__Available records__:

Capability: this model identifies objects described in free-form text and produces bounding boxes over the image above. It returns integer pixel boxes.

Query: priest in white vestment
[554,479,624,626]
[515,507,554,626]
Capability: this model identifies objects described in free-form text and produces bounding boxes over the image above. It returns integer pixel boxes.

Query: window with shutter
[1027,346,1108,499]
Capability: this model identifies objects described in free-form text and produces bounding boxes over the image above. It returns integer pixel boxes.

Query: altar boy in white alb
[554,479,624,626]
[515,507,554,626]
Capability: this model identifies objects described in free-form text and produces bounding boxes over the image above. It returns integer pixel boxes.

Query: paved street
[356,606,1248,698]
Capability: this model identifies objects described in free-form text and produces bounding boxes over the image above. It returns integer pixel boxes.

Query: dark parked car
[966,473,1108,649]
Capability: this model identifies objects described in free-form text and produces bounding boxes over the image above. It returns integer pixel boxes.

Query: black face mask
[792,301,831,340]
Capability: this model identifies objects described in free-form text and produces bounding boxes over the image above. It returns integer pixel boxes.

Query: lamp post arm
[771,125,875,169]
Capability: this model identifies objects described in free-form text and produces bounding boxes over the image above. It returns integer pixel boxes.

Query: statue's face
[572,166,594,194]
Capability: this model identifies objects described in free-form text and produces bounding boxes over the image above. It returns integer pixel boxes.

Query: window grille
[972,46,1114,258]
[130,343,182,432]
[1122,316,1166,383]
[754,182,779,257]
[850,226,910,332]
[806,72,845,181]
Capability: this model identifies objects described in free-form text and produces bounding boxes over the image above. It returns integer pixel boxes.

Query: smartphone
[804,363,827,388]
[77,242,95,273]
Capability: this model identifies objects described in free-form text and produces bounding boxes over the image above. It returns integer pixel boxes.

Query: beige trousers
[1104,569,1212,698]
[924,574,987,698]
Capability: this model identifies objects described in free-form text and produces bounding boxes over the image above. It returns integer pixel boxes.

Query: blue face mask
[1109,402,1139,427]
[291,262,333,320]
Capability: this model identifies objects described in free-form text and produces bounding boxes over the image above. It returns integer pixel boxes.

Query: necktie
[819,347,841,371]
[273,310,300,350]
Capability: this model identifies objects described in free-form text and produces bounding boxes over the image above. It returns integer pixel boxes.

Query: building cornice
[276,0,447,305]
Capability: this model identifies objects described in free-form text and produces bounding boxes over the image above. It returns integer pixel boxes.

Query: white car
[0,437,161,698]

__Exercise goal__: Rewrite the listing from its first line through the line containing "[356,606,1248,698]", replacing "Query" with "Label" and leaving everything else unchanged.

__Correct response__:
Capability: this model identifies objects described in free-form text and produces bounding boxes over the image above. It returns integer pixel boxes.

Label: priest in white vestment
[554,479,624,626]
[515,507,554,626]
Capability: this model identifies objects described in free-form text and produces bounding boxes over the image above. It returns integer pixel boxes.

Label: window with shutter
[1027,346,1108,499]
Capability: this model identifies objects described in free-form text and produces bounding boxes over the image above. It returns integer pixel boxes.

Label: altar boy in white alb
[554,479,624,626]
[515,507,554,626]
Capability: this model identifies objects described in free-form text and produces bounding boxes over the image above. It returns integer pixel boxes.

Label: paved street
[356,606,1248,698]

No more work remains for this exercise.